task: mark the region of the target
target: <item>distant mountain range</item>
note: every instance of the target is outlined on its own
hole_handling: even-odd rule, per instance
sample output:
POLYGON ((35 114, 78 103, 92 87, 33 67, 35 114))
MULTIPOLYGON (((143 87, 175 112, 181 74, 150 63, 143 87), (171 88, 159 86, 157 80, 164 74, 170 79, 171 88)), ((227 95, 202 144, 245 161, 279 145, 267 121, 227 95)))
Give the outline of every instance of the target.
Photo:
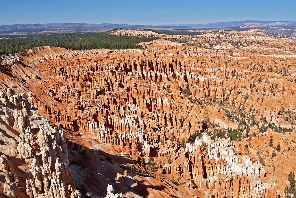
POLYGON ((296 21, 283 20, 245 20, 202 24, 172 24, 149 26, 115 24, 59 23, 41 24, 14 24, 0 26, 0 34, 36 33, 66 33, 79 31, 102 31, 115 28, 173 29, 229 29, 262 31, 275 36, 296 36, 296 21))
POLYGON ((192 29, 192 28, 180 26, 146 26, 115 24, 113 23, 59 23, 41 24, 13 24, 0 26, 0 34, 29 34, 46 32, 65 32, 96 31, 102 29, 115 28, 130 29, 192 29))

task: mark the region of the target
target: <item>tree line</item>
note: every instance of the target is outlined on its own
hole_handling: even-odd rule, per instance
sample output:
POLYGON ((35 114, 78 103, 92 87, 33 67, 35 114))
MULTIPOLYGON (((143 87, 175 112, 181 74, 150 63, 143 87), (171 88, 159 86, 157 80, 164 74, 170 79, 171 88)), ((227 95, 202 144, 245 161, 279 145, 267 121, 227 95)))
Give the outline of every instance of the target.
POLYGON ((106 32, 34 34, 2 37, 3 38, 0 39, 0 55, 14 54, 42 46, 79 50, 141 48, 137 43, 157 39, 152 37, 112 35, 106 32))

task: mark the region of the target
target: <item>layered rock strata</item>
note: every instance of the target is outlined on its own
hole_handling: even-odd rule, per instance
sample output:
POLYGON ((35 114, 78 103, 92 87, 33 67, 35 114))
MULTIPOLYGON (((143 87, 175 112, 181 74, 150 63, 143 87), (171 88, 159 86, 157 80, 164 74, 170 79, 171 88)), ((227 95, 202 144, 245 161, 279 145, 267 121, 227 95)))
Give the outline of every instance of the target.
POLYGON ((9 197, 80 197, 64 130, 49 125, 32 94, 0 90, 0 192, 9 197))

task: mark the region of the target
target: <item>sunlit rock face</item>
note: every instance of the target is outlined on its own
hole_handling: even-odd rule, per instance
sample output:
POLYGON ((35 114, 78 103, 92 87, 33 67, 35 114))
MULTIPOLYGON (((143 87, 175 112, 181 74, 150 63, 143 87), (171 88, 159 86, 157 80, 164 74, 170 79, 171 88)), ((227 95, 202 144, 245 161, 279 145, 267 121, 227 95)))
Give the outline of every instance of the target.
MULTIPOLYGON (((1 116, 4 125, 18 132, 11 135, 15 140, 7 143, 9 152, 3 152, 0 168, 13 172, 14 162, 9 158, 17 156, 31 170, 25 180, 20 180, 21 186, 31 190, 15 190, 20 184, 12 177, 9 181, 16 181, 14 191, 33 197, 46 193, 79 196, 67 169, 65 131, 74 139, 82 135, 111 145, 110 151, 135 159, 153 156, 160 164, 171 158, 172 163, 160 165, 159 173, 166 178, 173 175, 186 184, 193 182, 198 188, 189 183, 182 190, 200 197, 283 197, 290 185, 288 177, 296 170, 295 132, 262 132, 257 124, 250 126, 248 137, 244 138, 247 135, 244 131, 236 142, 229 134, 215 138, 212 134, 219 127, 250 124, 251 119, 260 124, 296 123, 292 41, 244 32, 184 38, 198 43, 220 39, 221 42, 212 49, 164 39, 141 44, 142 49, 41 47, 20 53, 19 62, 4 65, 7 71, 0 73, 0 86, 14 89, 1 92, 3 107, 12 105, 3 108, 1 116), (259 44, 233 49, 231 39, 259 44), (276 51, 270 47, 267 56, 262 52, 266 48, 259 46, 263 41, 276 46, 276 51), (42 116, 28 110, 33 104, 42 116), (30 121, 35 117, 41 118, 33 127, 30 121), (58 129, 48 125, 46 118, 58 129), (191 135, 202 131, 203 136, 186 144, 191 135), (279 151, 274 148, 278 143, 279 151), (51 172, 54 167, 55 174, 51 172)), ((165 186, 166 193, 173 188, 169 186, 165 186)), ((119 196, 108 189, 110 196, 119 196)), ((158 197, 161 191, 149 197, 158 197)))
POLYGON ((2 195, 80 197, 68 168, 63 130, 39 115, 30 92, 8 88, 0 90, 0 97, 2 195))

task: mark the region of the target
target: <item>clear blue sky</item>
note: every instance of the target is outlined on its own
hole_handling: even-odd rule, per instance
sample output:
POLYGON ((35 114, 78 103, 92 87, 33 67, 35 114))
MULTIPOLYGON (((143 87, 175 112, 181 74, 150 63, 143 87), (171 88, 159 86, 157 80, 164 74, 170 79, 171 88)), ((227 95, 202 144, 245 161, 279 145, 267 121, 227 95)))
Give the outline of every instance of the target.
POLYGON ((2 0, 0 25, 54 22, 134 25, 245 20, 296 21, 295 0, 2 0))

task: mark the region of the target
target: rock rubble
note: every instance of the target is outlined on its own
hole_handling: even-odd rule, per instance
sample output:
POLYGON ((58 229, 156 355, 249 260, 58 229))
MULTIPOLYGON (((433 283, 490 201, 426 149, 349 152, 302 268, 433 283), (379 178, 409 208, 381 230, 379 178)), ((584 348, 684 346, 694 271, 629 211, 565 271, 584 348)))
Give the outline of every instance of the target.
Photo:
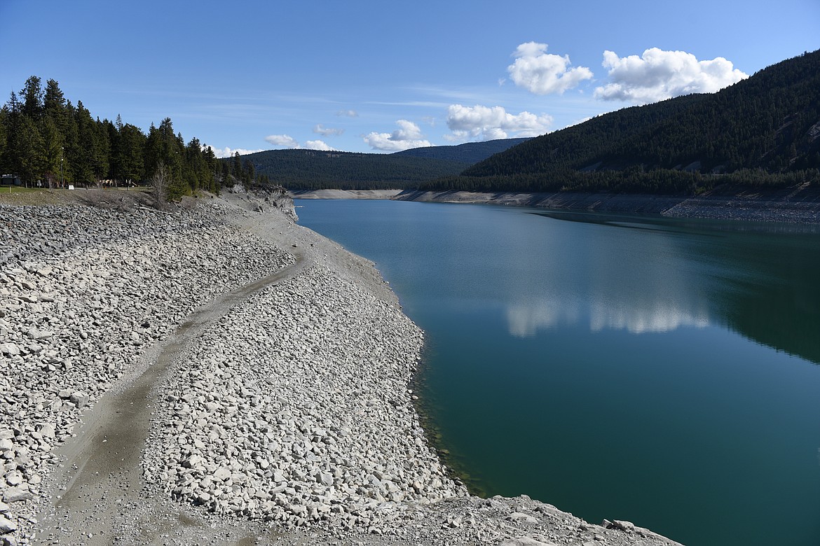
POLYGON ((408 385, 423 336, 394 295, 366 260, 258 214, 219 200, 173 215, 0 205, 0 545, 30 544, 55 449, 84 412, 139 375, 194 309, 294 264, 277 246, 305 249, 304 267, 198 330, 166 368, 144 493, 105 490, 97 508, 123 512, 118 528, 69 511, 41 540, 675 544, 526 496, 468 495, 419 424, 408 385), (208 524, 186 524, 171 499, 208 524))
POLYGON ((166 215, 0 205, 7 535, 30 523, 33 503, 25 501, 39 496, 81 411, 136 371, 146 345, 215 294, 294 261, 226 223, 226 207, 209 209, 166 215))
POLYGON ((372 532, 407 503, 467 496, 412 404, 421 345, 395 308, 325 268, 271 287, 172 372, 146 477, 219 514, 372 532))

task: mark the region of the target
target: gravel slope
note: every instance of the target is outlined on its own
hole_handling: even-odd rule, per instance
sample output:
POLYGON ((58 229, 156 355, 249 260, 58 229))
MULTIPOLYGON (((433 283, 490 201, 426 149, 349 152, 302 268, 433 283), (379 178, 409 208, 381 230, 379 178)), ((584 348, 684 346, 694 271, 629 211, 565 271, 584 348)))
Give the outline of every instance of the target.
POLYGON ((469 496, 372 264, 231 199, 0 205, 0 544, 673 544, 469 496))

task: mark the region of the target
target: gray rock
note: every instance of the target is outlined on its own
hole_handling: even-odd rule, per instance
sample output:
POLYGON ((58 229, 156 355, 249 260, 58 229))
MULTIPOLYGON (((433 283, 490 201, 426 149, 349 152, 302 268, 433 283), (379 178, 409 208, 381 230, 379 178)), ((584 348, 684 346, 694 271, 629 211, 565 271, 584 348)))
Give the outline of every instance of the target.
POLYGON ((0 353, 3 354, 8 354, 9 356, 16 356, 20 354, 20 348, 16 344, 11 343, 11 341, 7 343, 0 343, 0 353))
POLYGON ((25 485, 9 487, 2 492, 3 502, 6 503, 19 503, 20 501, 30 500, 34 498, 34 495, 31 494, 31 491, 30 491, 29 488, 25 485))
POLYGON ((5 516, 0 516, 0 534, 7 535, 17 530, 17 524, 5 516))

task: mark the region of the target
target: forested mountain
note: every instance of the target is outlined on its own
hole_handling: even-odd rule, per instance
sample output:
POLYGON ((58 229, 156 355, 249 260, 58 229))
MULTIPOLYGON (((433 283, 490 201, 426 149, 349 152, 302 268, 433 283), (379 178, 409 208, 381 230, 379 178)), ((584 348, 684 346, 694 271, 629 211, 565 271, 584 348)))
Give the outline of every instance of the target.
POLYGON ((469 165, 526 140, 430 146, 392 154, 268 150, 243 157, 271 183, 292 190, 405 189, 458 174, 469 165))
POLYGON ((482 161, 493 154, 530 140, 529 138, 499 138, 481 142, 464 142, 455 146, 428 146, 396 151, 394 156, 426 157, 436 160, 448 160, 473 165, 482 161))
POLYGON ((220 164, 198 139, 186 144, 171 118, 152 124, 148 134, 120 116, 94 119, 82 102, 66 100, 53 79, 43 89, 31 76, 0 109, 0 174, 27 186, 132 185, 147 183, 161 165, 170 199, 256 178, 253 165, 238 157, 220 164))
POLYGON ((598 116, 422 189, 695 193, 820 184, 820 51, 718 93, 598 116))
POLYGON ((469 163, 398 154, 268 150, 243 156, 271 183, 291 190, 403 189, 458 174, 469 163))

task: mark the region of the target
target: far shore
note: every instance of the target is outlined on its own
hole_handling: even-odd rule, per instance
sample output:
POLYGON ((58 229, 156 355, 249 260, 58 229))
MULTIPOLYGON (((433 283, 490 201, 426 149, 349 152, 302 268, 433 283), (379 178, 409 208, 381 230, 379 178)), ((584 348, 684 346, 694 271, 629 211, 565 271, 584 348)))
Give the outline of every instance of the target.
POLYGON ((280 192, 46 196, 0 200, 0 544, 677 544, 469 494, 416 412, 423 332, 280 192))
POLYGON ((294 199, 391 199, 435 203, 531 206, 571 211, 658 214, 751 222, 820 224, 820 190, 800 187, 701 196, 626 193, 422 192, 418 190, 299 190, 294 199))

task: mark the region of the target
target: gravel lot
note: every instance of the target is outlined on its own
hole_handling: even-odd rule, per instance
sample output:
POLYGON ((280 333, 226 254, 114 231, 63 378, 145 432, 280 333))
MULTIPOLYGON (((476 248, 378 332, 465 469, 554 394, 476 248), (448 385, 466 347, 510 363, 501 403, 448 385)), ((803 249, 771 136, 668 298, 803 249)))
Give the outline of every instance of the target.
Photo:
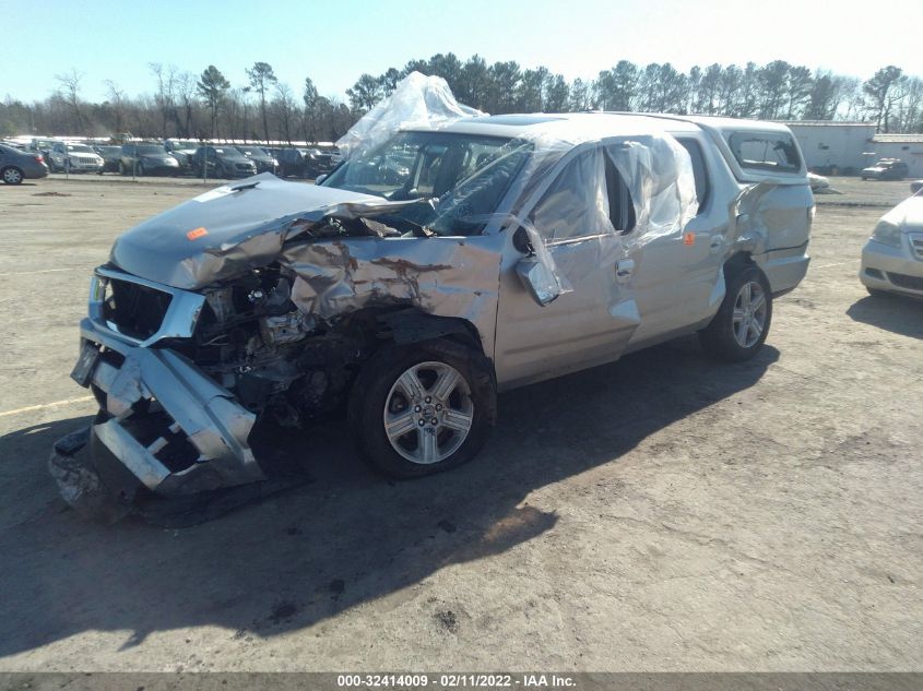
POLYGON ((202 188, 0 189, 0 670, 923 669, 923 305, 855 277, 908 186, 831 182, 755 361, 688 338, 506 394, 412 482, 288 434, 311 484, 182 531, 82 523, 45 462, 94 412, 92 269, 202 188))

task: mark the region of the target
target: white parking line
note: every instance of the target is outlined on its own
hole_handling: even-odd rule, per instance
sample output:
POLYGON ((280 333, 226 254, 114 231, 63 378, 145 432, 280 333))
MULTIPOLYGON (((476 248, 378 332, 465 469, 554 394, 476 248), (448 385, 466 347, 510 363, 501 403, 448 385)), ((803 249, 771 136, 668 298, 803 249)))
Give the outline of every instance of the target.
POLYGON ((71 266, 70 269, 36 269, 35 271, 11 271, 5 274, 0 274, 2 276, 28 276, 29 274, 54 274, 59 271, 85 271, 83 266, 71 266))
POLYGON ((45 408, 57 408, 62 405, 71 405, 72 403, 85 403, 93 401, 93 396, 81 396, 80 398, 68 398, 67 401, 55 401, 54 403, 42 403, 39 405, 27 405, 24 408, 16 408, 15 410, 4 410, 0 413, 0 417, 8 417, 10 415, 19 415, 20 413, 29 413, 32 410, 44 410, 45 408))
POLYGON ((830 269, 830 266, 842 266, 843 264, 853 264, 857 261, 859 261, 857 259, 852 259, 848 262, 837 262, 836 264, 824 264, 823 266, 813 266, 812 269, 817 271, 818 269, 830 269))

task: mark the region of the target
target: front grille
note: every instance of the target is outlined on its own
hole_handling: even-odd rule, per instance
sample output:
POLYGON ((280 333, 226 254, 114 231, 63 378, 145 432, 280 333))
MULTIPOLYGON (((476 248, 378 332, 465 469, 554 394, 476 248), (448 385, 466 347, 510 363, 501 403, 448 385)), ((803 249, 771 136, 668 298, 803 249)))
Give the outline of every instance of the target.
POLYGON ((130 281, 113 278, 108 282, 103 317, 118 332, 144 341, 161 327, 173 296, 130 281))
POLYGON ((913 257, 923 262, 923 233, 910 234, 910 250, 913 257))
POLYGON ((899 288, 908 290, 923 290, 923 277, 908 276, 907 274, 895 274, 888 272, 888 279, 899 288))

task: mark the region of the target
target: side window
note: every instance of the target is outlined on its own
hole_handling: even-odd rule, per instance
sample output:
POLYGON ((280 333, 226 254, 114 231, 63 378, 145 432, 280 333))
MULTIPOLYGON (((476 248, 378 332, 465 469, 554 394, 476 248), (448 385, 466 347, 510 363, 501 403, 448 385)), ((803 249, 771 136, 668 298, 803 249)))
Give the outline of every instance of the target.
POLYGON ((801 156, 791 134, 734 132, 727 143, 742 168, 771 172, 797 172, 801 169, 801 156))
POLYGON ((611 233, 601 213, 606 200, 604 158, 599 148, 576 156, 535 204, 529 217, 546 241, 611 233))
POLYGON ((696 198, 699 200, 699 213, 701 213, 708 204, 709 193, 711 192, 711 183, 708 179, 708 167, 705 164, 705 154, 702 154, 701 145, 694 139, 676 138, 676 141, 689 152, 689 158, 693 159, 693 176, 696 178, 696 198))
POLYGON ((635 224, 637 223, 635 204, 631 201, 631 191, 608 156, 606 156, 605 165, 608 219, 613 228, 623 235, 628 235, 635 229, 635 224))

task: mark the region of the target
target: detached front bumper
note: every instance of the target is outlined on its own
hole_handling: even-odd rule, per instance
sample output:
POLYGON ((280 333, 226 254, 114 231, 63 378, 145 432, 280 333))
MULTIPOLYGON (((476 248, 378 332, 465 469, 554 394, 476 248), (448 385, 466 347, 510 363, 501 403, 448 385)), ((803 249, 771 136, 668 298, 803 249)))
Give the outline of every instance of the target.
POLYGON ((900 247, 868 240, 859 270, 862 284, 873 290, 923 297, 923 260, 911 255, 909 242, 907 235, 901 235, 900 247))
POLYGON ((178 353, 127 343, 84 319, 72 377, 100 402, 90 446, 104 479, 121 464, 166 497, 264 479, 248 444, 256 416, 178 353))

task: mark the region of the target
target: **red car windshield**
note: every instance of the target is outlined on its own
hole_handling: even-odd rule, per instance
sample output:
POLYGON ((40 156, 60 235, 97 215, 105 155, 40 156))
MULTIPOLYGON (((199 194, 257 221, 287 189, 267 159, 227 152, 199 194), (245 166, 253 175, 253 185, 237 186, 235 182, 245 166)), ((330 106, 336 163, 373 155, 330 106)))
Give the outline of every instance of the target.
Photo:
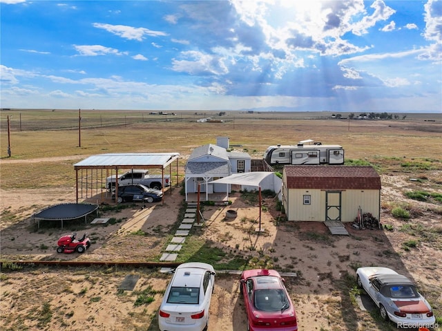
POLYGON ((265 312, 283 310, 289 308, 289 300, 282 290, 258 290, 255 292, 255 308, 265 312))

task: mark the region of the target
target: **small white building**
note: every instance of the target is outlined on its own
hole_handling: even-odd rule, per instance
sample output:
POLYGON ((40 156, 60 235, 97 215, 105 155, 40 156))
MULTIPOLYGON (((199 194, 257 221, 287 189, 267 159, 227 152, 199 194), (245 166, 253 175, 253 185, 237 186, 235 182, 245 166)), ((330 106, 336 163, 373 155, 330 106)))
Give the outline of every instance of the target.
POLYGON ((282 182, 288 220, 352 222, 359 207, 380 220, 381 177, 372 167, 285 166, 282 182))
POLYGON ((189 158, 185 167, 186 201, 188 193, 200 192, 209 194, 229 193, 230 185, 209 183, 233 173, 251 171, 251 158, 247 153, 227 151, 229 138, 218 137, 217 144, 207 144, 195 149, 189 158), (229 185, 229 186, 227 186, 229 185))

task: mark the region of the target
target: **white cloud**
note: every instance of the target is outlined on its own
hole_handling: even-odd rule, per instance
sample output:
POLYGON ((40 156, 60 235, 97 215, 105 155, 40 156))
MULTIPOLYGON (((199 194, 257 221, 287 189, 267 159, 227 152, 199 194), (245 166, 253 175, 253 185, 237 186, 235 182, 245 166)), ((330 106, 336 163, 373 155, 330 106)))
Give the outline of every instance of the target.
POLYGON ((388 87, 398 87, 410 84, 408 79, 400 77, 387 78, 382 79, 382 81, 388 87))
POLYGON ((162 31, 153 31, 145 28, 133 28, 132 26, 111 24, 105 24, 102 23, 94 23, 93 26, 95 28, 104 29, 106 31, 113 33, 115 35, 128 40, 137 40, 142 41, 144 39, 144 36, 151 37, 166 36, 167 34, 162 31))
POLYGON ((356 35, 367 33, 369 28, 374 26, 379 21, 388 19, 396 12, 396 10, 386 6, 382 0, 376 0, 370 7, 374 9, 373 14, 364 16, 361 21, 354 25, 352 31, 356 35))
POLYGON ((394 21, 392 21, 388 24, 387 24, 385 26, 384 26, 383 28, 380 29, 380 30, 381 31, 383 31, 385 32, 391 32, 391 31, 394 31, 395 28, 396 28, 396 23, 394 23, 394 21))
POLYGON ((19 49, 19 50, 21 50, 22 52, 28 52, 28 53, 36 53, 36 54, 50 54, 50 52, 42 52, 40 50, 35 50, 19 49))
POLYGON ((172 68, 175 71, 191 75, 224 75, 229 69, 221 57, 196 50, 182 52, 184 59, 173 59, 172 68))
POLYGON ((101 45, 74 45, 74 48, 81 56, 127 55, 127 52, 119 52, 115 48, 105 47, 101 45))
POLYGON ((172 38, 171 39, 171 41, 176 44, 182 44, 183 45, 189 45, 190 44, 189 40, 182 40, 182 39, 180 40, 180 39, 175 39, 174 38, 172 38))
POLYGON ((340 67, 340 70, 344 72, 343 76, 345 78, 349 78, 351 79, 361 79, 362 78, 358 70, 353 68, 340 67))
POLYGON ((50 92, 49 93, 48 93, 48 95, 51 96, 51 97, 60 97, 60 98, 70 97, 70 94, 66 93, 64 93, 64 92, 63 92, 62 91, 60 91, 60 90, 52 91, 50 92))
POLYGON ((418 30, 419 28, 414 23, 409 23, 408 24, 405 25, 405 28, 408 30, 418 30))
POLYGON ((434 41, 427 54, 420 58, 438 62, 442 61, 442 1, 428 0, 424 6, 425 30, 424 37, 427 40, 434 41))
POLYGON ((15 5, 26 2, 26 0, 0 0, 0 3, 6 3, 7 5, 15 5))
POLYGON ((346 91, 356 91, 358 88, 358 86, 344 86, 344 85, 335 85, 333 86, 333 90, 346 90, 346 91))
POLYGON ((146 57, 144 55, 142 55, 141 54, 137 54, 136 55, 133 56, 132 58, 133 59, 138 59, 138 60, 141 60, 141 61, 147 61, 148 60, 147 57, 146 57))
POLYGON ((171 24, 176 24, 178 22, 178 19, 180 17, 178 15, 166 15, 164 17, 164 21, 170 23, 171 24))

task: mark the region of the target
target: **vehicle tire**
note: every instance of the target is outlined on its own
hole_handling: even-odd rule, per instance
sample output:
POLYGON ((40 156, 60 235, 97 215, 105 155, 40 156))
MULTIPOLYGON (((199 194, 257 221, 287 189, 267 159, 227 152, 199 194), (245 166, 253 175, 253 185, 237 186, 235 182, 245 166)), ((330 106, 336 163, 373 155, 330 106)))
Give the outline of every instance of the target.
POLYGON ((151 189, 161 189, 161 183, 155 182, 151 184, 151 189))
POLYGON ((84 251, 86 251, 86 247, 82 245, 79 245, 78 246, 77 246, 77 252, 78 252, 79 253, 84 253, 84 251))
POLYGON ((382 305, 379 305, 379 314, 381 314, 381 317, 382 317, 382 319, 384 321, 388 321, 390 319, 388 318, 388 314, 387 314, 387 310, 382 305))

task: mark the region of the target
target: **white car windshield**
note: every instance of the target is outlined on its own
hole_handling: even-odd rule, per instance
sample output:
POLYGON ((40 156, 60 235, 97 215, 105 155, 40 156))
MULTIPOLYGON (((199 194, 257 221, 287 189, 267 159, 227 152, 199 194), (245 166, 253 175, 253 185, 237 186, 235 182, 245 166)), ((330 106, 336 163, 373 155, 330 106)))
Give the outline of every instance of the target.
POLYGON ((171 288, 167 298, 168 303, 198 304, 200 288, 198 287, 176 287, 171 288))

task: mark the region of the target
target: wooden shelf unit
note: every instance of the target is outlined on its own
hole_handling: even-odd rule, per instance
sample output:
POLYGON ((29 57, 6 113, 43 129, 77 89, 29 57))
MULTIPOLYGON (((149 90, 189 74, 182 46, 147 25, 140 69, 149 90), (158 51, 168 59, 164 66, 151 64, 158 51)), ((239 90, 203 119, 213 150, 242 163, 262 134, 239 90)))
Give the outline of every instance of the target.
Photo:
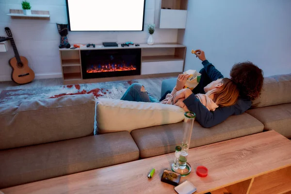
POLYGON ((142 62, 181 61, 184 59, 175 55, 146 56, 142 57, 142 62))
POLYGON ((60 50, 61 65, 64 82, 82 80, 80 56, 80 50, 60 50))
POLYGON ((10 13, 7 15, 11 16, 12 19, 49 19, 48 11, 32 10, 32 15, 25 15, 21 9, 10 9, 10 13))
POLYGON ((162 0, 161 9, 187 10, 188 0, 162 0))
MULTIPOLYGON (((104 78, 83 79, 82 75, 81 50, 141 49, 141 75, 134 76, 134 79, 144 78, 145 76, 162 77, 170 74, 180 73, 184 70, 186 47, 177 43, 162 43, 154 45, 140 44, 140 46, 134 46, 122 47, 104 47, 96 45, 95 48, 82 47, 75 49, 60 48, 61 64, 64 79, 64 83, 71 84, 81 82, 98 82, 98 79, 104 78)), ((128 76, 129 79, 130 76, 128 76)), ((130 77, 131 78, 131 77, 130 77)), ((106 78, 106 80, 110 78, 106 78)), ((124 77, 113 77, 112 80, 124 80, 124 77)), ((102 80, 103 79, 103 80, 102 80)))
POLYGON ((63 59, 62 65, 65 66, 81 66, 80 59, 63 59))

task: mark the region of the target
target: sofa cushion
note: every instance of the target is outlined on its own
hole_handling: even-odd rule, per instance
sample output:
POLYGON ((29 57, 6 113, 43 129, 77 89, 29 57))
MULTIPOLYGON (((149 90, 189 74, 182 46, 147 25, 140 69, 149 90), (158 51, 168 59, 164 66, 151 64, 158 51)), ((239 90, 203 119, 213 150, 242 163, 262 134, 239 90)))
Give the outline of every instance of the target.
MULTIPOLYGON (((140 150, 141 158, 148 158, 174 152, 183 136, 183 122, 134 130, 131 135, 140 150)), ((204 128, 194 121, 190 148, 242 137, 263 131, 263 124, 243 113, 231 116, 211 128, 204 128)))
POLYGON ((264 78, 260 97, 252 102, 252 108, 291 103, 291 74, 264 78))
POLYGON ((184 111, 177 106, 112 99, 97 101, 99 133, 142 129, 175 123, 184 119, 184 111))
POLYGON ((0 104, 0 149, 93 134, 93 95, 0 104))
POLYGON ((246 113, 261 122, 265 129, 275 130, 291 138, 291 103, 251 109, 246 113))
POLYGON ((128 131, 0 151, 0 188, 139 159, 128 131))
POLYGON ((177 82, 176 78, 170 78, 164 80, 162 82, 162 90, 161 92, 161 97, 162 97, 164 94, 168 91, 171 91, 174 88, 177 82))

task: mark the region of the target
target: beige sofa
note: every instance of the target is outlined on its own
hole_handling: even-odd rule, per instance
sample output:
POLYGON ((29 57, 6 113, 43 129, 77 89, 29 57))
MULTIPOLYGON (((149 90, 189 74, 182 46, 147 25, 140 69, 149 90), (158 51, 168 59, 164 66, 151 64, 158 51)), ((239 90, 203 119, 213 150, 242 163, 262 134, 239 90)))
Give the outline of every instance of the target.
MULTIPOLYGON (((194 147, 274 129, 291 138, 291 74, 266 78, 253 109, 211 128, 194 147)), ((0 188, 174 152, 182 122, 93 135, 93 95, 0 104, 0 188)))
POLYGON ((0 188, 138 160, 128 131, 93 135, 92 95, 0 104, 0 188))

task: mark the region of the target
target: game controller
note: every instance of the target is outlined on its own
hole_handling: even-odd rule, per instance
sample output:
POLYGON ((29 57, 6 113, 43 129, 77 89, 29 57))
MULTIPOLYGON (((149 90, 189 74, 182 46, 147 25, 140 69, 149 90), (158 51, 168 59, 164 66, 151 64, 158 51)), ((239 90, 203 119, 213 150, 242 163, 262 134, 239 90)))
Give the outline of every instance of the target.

WORK INSTRUCTIONS: Please edit everything from the start of the records down to the line that contains "POLYGON ((106 32, 34", replacing "tree line" with "forest edge" and keeping all else unchanged. Leave the pictures out of your answer.

EXERCISE RESULT:
task: mark the region of the target
target: <item>distant mountain range</item>
note: every instance of the target is outlined on its own
hole_handling: even-odd rule, per instance
sample output:
POLYGON ((35 114, 78 103, 92 87, 33 67, 35 114))
MULTIPOLYGON (((143 87, 175 112, 181 74, 150 63, 143 87), (171 88, 159 86, 157 80, 164 74, 170 79, 171 88)), ((227 95, 202 144, 245 161, 279 145, 267 121, 227 95)))
Give the outline of every instance of the target.
Photo:
POLYGON ((296 21, 283 20, 245 20, 202 24, 172 24, 149 26, 115 24, 59 23, 41 24, 14 24, 0 26, 0 34, 36 33, 66 33, 79 31, 102 31, 115 28, 173 29, 229 29, 262 31, 275 36, 296 36, 296 21))
POLYGON ((192 29, 192 28, 180 26, 146 26, 115 24, 113 23, 59 23, 41 24, 13 24, 0 26, 0 34, 29 34, 46 32, 65 32, 96 31, 102 29, 115 28, 130 29, 192 29))

task: mark the region of the target
target: <item>forest edge</item>
note: every instance of the target is outlined on its own
hole_handling: even-odd rule, per instance
sample output:
POLYGON ((35 114, 78 103, 92 87, 33 67, 35 114))
MULTIPOLYGON (((143 87, 175 112, 181 74, 150 63, 143 87), (171 88, 159 86, 157 80, 164 74, 170 79, 171 88)), ((227 95, 202 144, 245 161, 279 145, 267 121, 227 95)))
Give the outline of every instance of the target.
POLYGON ((106 32, 34 34, 2 37, 3 38, 0 39, 0 55, 14 54, 42 46, 79 50, 141 48, 137 43, 157 39, 152 37, 112 35, 106 32))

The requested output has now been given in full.